• Texto fornecido:
Resumindo meu artigo anterior

A proposta de Antonio Gramsci era ambiciosa, ocupar os espaços de produção e disseminação de conteúdo. Universidades, jornais, púlpitos, emissoras de rádio etc.

Sua ideia, no entanto, não era de tudo original. Vários pensadores já haviam percebido a importância desses espaços para o controle da opinião pública. No Brasil, muito antes de Gramsci ser amplamente conhecido, o jornalista Júlio de Mesquita Filho já propunha a criação de uma universidade que servisse de instrumento para conservar a hegemonia da classe dominante. Ele mesmo, sendo representante dessa classe, achava o branco superior ao negro, achava que a República brasileira não deveria ter acontecido – em sua opinião, melhor seria continuarmos no regime monárquico – e era do seu interesse manter a plebe longe das decisões que norteavam o País.

• Exercício A: Conte quantas linhas dos registros abaixo contêm a palavra "branch" e responda apenas com o número.

• Registros fornecidos:
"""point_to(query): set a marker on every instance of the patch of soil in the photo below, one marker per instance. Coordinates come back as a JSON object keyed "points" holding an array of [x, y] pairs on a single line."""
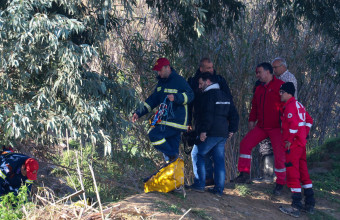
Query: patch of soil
{"points": [[258, 203]]}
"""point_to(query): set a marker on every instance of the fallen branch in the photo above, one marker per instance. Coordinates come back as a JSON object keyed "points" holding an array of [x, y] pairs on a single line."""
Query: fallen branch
{"points": [[185, 214], [70, 196]]}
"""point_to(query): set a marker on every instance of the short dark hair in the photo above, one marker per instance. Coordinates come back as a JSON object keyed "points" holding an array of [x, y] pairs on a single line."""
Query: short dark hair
{"points": [[206, 75], [266, 66], [203, 60]]}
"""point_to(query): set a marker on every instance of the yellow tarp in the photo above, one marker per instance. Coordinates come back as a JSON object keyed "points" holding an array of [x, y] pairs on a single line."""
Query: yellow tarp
{"points": [[167, 178]]}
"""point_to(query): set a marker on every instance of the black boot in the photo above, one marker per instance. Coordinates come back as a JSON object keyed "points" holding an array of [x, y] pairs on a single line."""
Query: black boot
{"points": [[242, 178], [268, 168], [278, 189], [294, 209], [309, 201]]}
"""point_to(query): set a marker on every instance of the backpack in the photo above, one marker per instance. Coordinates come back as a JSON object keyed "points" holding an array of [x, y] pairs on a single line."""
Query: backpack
{"points": [[168, 178]]}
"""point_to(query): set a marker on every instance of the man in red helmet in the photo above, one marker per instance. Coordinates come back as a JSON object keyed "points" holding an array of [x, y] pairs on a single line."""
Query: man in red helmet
{"points": [[172, 91], [16, 170]]}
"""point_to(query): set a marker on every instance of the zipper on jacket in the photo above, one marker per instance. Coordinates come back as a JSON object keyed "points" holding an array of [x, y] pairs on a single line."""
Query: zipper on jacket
{"points": [[264, 99]]}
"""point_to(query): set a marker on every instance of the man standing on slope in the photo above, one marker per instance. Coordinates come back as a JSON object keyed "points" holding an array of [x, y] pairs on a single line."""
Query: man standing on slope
{"points": [[218, 120], [296, 123], [173, 91], [264, 121], [205, 65]]}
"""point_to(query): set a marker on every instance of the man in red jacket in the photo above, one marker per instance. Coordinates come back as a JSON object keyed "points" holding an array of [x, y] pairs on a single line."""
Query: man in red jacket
{"points": [[296, 124], [264, 122]]}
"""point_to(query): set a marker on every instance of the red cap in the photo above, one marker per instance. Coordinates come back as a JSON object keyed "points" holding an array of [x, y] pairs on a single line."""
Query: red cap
{"points": [[32, 167], [160, 63]]}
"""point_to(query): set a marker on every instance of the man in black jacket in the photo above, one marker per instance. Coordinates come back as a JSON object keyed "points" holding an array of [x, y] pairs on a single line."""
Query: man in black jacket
{"points": [[217, 120], [205, 65]]}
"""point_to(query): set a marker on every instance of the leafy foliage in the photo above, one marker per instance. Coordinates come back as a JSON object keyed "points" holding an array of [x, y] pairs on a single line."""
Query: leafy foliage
{"points": [[47, 86]]}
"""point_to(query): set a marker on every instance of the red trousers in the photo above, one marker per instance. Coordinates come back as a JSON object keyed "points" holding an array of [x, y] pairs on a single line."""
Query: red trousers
{"points": [[297, 171], [254, 137]]}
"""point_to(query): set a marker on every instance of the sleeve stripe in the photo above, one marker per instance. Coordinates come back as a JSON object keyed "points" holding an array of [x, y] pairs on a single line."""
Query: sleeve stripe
{"points": [[185, 98], [2, 175], [309, 125], [147, 106], [293, 131]]}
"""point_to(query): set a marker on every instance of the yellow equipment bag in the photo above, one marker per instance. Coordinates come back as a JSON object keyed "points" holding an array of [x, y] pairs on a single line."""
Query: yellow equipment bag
{"points": [[167, 179]]}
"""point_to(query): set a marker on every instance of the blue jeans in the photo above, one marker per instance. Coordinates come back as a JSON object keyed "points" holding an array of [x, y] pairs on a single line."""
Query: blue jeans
{"points": [[165, 139], [208, 164], [215, 145]]}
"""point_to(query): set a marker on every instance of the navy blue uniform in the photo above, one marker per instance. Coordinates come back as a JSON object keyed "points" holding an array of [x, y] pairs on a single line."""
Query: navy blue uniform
{"points": [[165, 136], [10, 173]]}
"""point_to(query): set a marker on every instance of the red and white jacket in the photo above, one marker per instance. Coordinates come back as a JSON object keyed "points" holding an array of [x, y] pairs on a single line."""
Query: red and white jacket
{"points": [[266, 105], [296, 122]]}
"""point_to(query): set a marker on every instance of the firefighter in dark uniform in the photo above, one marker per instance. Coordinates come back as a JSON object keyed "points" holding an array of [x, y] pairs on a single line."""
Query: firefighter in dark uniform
{"points": [[16, 170], [174, 92]]}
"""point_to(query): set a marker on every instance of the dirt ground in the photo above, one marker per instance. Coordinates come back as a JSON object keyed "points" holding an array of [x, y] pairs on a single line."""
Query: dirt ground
{"points": [[256, 204]]}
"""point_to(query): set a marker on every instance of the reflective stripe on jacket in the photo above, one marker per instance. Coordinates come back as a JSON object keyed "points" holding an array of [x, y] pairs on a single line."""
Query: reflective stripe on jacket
{"points": [[266, 105], [296, 122], [176, 85]]}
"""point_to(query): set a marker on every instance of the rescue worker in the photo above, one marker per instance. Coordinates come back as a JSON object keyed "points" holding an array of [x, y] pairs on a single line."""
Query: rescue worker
{"points": [[280, 70], [15, 170], [264, 121], [205, 65], [218, 119], [176, 93], [296, 123]]}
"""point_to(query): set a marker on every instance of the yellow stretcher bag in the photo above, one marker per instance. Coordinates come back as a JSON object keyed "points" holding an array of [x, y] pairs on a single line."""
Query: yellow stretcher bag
{"points": [[167, 179]]}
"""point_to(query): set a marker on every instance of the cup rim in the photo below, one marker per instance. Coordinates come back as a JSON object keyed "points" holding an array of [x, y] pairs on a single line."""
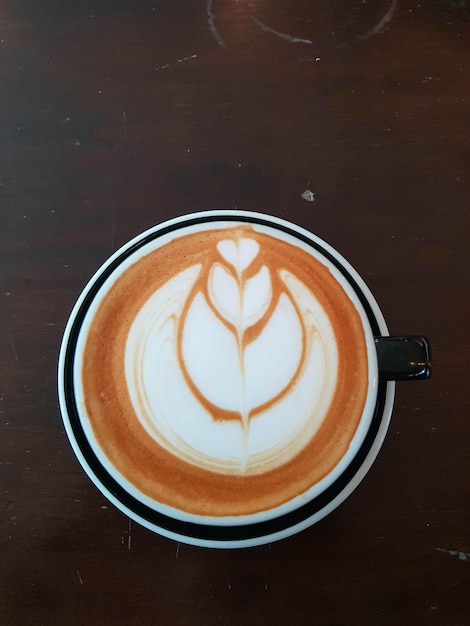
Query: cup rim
{"points": [[230, 532]]}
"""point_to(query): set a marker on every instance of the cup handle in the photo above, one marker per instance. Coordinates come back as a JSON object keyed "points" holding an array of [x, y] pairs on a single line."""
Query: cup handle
{"points": [[403, 358]]}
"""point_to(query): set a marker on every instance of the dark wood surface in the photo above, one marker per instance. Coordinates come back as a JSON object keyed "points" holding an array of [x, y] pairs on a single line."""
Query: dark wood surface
{"points": [[117, 115]]}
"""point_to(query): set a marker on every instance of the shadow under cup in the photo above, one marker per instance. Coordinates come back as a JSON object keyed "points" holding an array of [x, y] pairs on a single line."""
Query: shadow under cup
{"points": [[176, 412]]}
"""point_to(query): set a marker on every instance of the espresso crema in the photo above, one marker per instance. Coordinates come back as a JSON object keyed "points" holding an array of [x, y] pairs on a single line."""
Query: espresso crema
{"points": [[224, 371]]}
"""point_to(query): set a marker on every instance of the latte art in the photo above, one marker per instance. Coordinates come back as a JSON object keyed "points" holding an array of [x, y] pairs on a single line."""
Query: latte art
{"points": [[224, 371], [232, 367]]}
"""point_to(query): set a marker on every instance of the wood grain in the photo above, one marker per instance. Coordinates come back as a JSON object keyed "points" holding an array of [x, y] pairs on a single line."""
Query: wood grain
{"points": [[116, 116]]}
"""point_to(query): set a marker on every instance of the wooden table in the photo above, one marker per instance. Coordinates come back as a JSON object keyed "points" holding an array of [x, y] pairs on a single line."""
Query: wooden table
{"points": [[349, 118]]}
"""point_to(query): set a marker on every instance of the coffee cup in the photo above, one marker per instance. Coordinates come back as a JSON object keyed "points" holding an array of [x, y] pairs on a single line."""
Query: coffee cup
{"points": [[226, 378]]}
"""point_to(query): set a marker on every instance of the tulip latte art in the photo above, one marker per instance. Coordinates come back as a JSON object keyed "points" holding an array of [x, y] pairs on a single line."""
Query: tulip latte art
{"points": [[224, 371]]}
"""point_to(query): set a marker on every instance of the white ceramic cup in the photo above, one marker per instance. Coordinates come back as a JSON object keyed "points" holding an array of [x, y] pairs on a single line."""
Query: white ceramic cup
{"points": [[138, 496]]}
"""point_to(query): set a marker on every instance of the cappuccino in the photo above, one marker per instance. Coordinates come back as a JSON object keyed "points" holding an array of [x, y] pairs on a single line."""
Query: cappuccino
{"points": [[224, 370]]}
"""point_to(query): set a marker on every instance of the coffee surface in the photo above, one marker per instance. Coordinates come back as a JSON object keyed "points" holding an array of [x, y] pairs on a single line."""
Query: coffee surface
{"points": [[224, 372]]}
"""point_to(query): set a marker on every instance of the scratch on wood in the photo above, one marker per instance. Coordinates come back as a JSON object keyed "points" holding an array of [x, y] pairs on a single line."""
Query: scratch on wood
{"points": [[182, 60], [385, 20], [285, 36], [462, 556], [212, 26]]}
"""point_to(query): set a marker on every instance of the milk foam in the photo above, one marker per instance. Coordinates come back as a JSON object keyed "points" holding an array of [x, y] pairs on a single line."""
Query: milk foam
{"points": [[232, 368]]}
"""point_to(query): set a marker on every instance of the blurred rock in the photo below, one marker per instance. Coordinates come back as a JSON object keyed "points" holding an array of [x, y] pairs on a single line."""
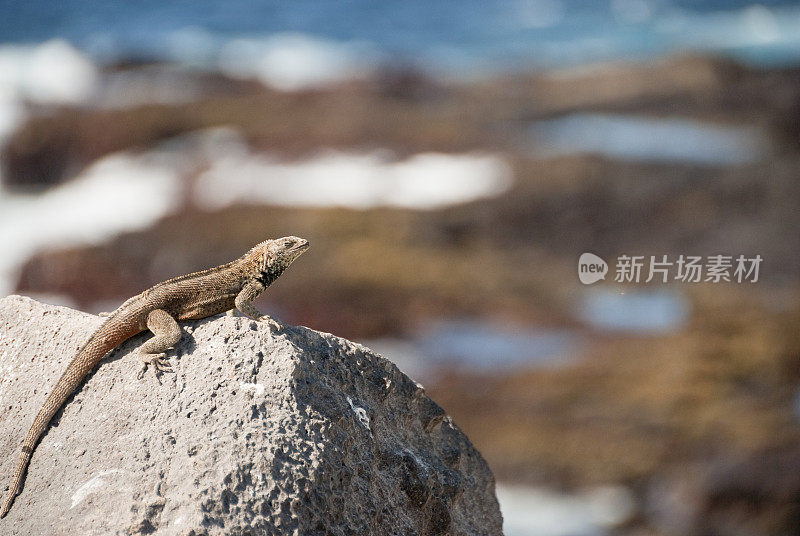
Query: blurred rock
{"points": [[256, 433]]}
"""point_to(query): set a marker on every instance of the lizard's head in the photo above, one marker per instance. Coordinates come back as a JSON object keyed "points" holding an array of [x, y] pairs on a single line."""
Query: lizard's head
{"points": [[274, 256]]}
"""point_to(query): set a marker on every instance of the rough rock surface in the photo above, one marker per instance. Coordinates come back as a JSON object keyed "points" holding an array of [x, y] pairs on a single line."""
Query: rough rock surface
{"points": [[299, 432]]}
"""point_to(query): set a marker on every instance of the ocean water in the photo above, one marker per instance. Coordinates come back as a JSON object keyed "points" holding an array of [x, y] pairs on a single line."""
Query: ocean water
{"points": [[447, 37]]}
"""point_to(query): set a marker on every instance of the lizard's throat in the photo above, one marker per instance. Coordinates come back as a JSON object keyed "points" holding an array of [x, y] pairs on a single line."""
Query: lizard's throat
{"points": [[268, 276]]}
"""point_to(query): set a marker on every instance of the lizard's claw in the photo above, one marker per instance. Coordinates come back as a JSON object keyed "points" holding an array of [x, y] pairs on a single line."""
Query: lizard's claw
{"points": [[271, 322], [160, 364]]}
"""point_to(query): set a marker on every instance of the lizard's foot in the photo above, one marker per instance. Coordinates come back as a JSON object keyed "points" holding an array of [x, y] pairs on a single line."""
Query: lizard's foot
{"points": [[270, 321], [160, 364]]}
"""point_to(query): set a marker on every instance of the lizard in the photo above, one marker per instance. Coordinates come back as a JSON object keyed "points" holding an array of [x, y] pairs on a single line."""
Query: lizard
{"points": [[226, 288]]}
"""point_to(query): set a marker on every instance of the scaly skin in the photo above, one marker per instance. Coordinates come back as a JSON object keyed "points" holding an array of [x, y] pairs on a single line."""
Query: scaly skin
{"points": [[197, 295]]}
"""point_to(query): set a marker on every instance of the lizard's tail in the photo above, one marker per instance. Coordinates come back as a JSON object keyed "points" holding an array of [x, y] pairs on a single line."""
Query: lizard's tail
{"points": [[16, 483], [87, 357], [55, 400]]}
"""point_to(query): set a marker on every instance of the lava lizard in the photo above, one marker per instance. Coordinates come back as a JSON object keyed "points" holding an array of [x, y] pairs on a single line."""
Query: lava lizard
{"points": [[158, 309]]}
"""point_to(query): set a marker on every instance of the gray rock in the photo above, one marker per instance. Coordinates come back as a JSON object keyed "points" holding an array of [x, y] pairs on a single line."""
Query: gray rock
{"points": [[298, 432]]}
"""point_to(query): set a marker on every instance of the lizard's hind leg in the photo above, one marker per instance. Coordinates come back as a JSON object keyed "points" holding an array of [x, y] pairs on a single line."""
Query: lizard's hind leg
{"points": [[167, 334]]}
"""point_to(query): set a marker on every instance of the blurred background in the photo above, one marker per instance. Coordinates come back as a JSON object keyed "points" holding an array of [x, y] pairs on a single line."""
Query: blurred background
{"points": [[450, 162]]}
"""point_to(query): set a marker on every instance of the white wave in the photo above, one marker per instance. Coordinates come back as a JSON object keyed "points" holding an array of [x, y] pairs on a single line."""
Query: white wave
{"points": [[360, 181], [121, 192], [642, 138], [529, 511], [292, 61], [51, 72]]}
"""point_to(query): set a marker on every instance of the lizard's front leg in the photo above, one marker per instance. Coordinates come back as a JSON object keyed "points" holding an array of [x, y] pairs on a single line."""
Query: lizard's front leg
{"points": [[167, 333], [244, 303]]}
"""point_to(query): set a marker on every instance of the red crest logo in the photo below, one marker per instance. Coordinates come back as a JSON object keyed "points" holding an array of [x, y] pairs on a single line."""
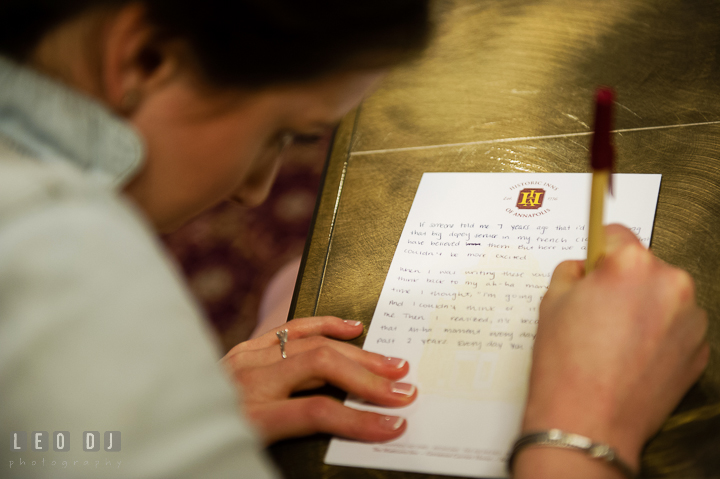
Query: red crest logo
{"points": [[530, 198]]}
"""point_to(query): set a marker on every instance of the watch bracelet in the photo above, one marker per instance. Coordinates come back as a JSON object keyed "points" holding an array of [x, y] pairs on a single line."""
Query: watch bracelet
{"points": [[561, 439]]}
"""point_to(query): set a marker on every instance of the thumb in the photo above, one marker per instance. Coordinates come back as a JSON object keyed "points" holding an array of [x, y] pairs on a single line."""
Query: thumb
{"points": [[565, 275], [618, 236]]}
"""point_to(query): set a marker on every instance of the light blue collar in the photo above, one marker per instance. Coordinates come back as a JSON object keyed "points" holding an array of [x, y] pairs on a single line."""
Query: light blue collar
{"points": [[49, 121]]}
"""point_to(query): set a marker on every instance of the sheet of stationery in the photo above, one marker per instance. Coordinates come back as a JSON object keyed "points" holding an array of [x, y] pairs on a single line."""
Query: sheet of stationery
{"points": [[460, 303]]}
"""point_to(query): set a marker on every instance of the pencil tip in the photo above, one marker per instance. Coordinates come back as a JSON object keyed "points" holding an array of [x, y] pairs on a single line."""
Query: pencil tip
{"points": [[602, 155]]}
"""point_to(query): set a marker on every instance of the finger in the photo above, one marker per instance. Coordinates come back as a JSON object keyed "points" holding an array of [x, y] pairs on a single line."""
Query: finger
{"points": [[320, 414], [618, 236], [320, 366], [389, 367], [566, 274], [305, 327]]}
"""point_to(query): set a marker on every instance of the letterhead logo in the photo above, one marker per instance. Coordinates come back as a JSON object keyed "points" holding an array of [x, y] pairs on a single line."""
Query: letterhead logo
{"points": [[530, 198]]}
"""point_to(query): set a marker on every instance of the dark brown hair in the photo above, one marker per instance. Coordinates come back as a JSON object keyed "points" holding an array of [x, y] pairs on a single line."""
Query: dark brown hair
{"points": [[252, 42]]}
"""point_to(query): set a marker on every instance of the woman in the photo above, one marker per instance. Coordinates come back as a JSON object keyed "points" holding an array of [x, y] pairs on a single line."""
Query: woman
{"points": [[118, 115]]}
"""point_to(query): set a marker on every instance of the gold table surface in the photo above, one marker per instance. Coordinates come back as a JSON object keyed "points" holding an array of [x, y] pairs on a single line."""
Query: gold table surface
{"points": [[507, 86]]}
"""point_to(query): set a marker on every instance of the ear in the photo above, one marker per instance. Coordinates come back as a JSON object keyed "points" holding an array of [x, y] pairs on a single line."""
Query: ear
{"points": [[133, 64]]}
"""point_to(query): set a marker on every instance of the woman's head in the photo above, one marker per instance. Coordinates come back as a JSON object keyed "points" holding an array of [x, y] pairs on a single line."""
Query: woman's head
{"points": [[215, 87]]}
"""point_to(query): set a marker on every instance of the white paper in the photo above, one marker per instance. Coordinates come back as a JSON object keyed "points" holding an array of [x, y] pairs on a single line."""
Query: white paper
{"points": [[460, 303]]}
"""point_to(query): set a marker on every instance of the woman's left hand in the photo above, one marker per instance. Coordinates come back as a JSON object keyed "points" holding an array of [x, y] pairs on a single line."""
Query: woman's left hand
{"points": [[313, 360]]}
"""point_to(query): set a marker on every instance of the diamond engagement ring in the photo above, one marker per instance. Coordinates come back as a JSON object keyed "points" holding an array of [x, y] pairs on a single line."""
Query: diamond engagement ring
{"points": [[282, 336]]}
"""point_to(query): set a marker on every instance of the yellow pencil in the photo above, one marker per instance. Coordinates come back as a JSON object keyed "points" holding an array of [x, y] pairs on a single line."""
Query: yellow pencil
{"points": [[601, 160]]}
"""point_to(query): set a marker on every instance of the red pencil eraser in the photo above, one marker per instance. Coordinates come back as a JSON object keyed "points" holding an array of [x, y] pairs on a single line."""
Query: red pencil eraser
{"points": [[601, 152]]}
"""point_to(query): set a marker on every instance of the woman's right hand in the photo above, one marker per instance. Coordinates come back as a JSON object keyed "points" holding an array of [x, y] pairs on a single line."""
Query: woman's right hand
{"points": [[267, 382], [615, 352]]}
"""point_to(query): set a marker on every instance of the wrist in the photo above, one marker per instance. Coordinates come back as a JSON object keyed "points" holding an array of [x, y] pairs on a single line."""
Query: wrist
{"points": [[585, 421], [555, 463]]}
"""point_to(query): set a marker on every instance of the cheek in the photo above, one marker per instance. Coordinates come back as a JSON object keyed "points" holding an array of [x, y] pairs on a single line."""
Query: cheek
{"points": [[192, 165]]}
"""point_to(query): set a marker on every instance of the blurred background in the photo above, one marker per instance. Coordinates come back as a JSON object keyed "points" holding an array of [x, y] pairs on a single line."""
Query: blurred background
{"points": [[230, 253]]}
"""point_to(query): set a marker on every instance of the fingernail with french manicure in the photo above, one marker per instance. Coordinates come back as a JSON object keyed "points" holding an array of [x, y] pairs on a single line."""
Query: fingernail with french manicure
{"points": [[396, 363], [391, 423], [403, 389]]}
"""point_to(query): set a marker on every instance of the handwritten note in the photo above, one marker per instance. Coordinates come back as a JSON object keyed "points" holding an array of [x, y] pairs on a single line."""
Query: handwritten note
{"points": [[460, 303]]}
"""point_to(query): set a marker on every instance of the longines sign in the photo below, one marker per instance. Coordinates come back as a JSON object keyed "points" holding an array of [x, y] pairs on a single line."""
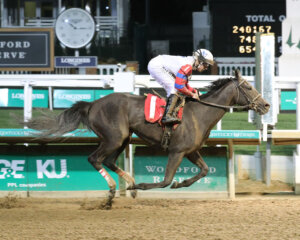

• Exercício B: Dê sequência ao texto sobre a proposta de Antonio Gramsci, escrevendo o trecho que viria logo após a última frase dele.

• Resposta do exercício A: 2

• Resposta do exercício B:
Repito aqui sua justificativa para ter criado a Universidade de São Paulo (USP):

Vencidos pelas armas, sabíamos perfeitamente que só pela ciência e pela perseverança no esforço voltaríamos a exercer a hegemonia que durante longas décadas desfrutáramos no seio da Federação. Paulista até a medula, herdáramos da nossa ascendência bandeirante o gôsto pelos planos arrojados e a paciência necessária à execução dos grandes empreendimentos. Ora, que maior monumento poderíamos erguer aos que haviam consentido no sacrifício supremo para preservar contra o vandalismo que acabava de aviltar a obra de nossos maiores, das bandeiras à independência e da Regência à República, do que a Universidade? Atribuíamos à incapacidade dos que se haviam apossado dos destinos da Nação os erros sem número que nos levaram, com a fatalidade das leis incoercíveis, da proclamação da República à revolução de 30 e, desta, ao levante constitucionalista. Para não faltar ao compromisso que havíamos assumido com o grande movimento, lançamo-nos à tarefa que, não fora essa epopéia com que São Paulo reassumiu o seu papel histórico no quadro da Federação, jamais lograríamos tornar uma realidade. E ela aí está. Não quiseram tal qual a ideamos. Nem por isso, entretanto, estamos certos, deixou o decreto de 25 de janeiro de 1934 de assinalar nos fatos da Nacionalidade o maior acontecimento cultural da sua história (MESQUITA FILHO, J., 1969, p.198 – 199).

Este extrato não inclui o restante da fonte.